(Data provided)
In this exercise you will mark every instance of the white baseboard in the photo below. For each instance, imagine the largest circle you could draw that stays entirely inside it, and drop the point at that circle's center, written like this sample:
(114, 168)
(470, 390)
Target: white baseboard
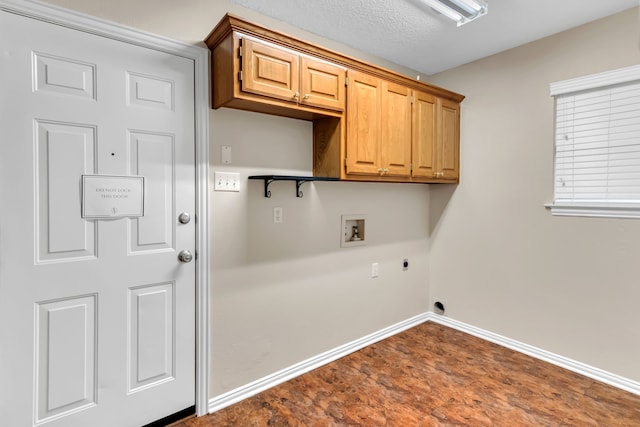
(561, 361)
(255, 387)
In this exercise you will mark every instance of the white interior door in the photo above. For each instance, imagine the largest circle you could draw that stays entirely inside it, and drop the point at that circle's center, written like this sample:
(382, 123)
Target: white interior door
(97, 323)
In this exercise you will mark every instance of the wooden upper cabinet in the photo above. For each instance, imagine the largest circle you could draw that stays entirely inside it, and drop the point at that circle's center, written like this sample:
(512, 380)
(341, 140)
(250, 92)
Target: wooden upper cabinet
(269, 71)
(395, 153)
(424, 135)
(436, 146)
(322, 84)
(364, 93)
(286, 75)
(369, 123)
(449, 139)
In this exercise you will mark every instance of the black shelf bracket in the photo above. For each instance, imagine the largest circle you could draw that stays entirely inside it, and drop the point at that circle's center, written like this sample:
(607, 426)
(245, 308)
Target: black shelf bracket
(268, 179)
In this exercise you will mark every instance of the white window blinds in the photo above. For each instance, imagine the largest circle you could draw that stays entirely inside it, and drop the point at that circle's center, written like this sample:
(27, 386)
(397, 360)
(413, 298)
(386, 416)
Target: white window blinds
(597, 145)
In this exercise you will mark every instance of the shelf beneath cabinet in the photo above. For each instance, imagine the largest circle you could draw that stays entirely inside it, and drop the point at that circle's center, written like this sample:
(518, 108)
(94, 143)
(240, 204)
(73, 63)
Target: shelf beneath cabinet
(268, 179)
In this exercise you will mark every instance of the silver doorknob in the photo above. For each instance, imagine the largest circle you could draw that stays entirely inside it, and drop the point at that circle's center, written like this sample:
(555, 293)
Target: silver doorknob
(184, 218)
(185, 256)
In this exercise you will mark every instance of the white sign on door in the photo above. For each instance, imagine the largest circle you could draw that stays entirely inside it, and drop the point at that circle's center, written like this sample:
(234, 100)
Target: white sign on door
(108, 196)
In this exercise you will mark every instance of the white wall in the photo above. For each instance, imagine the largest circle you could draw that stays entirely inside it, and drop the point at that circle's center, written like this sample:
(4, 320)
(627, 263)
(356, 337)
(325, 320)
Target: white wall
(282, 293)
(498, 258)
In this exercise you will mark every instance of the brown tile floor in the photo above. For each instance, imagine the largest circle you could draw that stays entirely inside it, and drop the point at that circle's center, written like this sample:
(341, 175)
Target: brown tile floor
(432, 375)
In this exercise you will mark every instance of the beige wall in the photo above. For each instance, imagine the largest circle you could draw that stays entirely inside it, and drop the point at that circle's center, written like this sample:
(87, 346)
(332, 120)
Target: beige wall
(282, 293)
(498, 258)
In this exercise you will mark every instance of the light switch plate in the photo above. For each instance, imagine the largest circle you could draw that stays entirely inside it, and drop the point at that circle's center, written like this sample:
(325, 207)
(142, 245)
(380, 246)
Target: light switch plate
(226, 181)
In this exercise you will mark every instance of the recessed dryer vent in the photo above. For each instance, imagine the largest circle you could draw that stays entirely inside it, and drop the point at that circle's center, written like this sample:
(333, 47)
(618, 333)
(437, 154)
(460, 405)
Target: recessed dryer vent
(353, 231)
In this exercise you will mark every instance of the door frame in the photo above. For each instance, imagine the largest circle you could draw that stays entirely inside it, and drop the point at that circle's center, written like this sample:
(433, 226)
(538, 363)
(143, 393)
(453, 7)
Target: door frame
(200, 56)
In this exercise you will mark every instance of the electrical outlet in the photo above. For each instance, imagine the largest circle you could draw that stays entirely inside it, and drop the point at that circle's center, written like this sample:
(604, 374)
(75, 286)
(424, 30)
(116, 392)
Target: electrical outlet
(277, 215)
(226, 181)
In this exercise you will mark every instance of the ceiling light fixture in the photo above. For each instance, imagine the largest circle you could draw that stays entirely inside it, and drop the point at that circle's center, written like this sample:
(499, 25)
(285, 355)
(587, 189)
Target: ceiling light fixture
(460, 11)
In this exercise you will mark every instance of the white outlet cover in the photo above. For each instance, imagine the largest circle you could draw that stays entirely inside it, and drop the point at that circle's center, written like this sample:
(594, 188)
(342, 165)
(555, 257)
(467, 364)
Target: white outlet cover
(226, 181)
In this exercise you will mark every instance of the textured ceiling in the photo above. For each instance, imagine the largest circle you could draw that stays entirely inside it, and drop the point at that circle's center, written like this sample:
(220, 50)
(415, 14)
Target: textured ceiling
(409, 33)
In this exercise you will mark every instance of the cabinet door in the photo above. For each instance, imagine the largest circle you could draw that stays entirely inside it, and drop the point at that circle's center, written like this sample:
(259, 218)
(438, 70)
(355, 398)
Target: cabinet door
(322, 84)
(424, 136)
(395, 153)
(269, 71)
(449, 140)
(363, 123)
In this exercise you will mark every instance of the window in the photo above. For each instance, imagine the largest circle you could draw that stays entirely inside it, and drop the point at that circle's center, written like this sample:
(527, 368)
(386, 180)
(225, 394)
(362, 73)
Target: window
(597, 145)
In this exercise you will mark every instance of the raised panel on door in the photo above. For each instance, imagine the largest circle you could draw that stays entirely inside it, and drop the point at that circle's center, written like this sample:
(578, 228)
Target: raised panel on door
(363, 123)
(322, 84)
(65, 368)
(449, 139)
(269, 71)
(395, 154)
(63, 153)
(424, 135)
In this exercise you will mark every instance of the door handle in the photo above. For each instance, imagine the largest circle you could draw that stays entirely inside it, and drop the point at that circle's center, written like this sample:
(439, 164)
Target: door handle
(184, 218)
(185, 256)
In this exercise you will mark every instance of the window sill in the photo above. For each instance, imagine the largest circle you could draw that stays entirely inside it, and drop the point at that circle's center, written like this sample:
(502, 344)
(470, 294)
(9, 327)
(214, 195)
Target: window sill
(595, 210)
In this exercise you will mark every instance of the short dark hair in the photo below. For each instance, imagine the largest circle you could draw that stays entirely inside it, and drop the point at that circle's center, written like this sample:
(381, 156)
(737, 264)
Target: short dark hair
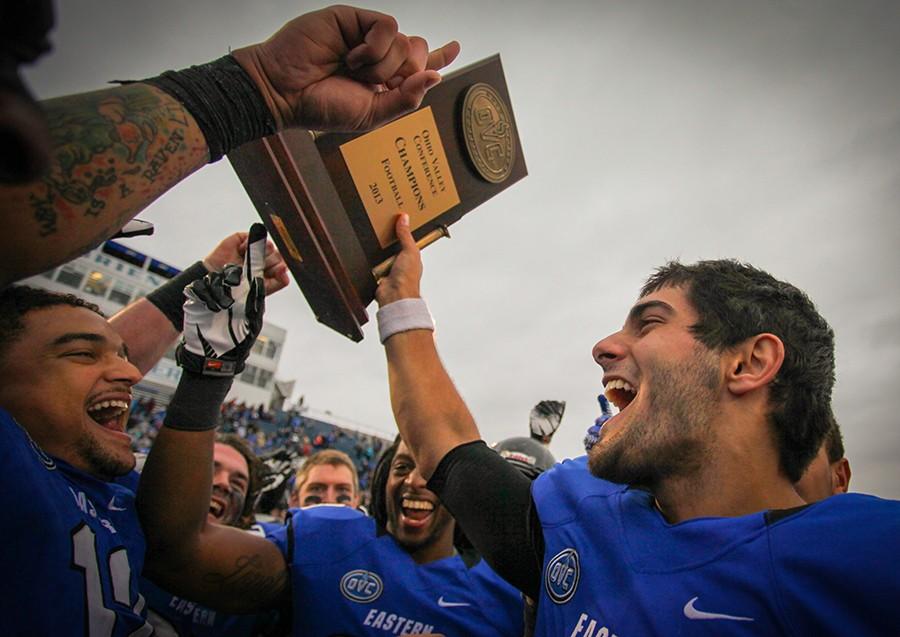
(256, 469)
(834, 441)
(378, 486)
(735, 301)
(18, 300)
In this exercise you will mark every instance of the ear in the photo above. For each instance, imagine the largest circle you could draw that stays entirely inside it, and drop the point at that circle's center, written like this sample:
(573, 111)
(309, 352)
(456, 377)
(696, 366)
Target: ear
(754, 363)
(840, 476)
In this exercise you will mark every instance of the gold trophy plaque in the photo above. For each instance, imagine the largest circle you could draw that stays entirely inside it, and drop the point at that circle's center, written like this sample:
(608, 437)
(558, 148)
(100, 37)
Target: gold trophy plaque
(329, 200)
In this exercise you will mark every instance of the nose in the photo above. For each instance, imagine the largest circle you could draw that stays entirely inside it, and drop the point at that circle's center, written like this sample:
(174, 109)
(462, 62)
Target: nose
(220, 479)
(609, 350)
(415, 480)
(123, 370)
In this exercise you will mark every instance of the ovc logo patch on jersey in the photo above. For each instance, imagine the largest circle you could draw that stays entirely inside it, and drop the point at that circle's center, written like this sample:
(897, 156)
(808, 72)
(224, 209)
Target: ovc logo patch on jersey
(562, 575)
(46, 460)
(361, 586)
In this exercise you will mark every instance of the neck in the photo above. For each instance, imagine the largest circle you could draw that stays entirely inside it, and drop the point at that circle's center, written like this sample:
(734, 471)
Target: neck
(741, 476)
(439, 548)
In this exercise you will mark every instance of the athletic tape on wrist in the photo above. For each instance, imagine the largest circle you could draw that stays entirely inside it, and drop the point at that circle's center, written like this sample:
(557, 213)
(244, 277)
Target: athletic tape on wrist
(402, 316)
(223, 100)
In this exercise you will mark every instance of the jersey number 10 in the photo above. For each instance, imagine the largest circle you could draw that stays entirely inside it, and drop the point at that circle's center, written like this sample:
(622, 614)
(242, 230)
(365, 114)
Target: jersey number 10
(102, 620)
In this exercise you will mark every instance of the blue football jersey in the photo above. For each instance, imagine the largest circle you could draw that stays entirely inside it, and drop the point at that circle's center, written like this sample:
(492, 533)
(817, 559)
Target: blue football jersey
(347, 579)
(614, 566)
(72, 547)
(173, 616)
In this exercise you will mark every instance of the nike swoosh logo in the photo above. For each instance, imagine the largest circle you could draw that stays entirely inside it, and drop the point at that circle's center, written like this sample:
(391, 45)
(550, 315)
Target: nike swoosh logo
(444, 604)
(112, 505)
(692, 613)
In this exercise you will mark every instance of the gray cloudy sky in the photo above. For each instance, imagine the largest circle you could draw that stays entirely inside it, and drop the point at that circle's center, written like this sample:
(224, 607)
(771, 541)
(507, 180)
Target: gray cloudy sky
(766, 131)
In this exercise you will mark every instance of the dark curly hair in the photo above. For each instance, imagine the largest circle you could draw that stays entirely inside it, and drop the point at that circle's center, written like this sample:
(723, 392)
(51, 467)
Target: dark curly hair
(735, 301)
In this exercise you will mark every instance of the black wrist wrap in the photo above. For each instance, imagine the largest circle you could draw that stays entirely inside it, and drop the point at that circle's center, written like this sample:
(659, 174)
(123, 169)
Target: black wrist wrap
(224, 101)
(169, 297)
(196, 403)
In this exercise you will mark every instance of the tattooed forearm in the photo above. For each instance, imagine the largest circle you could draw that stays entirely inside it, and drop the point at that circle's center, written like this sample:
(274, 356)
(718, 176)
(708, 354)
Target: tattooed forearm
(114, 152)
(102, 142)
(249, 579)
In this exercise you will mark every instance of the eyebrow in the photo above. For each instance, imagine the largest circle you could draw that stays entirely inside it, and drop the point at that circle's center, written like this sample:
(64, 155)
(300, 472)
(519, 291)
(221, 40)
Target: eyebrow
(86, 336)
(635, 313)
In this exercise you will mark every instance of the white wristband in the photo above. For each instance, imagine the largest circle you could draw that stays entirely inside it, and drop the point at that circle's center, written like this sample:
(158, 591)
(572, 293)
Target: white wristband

(Work to be completed)
Give the lines from the one containing "In this exercise you will mark every instance of the eyebrow" through the end of the entries again, exactly as written and with no other lines.

(Finished exercise)
In this exercise you will mark every instance of the eyebrow in the photo above. For each instance, imagine the largest circle you could draw that stays entirely inside it, and drop the point at that circle's center, written like this sample:
(64, 155)
(300, 472)
(519, 291)
(221, 40)
Target: eyebrow
(86, 336)
(635, 313)
In this exercise you will mark every instance of the white wristband in the photo above. For each instance, imagine the largest circle you could draw that stays entirely inside it, and drop the point at that circle's center, written like this sample:
(158, 591)
(572, 293)
Target: white wristband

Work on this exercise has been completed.